Writing Through a Pandemic, Two Years In

It’s been just over two years since we learned the phrase “social distancing”. A lot of the writers I know have been struggling. Turns out it’s hard to be creative when there’s bone-deep uncertainty washing away at your foundations. Related: the romantic myth of the writer in a garret. It’s also hard to be creative when you’re scrambling to fulfill basic needs like housing or taking care of your health and/or loved ones…even without a pandemic on top of that.

(Here we give a nod to musicians, many of whom have been determinedly putting up livestreams and online concerts while their main source of income was cut off. Those have been a huge source of comfort to me, and I hope to the various musicians as well.)

I’ve had plenty of creative struggles, too, during this time. I barely wrote at all in 2020, although I did manage two installments of my clockpunk serial (I’ll get back to that one day, I swear!) and a few thousand words during NaNoWriMo.

During most of 2021, I could only write short pieces that all confronted the state of the world head-on, from pandemic-themed poetry to flash fiction. (We won’t talk about the short story I started in 2019, set at the Olympics during…a pandemic. Oops?)

Then came NaNoWriMo 2021. I’ve talked before about how I made my secret stretch goal of 10,000 words on my unashamedly escapist feminist fantasy WIP. It felt really good. I had energy again for a few months.
# # # # # # #
REQUIRED TASKS -
A. In the post about writing through the pandemic, copy out word for word the part that opens with the words containing "During most of" and closes with "during…a pandemic. Oops?)".
B. According to the post about writing through the pandemic, what was the writer's secret stretch goal for NaNoWriMo 2021?
C. Write what comes next in the post about writing through the pandemic, picking up after its last sentence.
You won't need the records for any of this.
# # # # # # #
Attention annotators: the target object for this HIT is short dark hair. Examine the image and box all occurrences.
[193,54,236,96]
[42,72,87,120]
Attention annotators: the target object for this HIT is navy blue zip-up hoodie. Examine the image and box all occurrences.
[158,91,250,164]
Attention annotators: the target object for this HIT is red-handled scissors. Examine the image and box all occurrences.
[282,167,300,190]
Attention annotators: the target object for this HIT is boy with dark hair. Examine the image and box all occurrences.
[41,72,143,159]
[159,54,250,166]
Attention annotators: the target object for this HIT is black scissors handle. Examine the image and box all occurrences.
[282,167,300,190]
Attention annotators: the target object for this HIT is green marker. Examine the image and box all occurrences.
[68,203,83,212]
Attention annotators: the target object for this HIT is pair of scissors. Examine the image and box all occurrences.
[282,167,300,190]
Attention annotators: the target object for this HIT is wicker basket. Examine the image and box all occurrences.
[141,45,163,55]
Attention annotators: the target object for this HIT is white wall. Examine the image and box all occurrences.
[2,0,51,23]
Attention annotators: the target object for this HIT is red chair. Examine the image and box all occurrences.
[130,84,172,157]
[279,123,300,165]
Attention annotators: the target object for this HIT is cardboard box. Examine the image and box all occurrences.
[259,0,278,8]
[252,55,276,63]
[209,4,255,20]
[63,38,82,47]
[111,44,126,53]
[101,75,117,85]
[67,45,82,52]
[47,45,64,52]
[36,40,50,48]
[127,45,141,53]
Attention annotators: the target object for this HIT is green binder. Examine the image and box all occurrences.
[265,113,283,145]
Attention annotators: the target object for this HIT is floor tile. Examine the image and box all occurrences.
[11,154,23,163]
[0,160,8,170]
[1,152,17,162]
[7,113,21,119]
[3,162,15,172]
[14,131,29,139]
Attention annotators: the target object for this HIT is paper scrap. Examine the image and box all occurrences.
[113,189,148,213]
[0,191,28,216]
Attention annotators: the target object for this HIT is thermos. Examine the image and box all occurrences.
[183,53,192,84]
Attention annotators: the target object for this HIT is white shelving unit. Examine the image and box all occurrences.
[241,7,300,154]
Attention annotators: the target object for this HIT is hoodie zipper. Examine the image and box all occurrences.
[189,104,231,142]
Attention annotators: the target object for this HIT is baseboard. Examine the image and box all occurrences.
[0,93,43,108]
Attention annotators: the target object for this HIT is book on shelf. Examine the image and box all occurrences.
# # # # # # #
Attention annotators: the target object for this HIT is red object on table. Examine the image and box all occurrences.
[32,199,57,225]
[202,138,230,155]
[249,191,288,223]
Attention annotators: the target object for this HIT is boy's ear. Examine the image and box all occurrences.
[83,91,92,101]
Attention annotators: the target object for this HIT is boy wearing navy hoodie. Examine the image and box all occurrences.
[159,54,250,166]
# # # # # # #
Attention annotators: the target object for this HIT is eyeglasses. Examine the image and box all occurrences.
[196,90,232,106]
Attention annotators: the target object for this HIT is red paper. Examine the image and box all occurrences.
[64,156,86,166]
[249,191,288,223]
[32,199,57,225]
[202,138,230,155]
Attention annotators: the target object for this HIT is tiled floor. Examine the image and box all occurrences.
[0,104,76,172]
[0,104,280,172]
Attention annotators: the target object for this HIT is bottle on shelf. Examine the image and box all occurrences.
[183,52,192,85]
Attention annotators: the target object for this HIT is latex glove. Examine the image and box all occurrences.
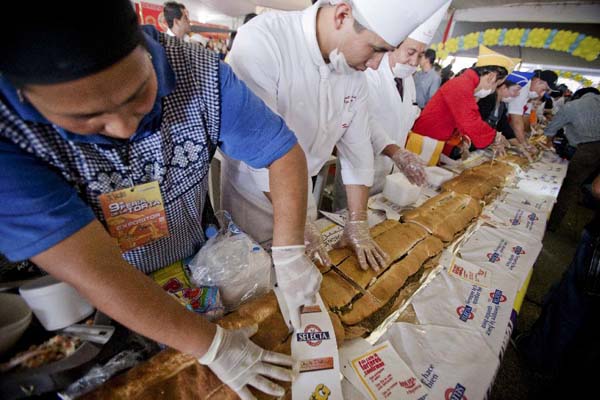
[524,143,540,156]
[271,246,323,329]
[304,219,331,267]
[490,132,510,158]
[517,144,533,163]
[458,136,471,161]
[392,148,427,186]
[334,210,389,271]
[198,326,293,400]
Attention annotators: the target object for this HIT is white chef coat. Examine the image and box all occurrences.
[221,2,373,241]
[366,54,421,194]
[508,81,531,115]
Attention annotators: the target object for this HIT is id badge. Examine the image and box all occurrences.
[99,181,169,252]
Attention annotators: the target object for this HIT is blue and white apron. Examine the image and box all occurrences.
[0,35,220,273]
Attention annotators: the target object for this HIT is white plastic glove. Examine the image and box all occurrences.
# # # # # # #
ANSWERS GIVEN -
A.
During most of 2021, I could only write short pieces that all confronted the state of the world head-on, from pandemic-themed poetry to flash fiction. (We won’t talk about the short story I started in 2019, set at the Olympics during…a pandemic. Oops?)

B. The goal was to write 10,000 words on an escapist feminist fantasy WIP.

C.
My word count usually falls off a cliff after the push of NaNo, but I’ve done NaNo enough times that I knew to expect that. I kept writing, much slower as winter and the Omicron wave started to drag me down, but things were still moving. I’m up to 37K on the WIP now, about halfway through the draft. I haven’t gotten this close to a full-length novel draft since City of Hope and Ruin in 2016 (though I did write and publish some novelettes in between), so that’s pretty exciting.

A few months ago, I had to pause work on the novel because we Turtleduckers decided to do another anthology. (More about that in due time!) I needed an SFF short story idea, and my brain went back to “confront the pandemic head-on” mode. I guess there’s no in-between anymore…

Writing is still slow, but it’s still going, for which I am very thankful. I’m revising the anthology story now, and it should be wrapped up soon. Then I need to write a freebie for Turtleduck Press and maybe a flash piece for something else. By May, I should be able to get back to the novel WIP. Unless my brain has other plans, which is always possible.

If you’re a writer or other creative, how has the pandemic affected your work? I’d love to hear from you!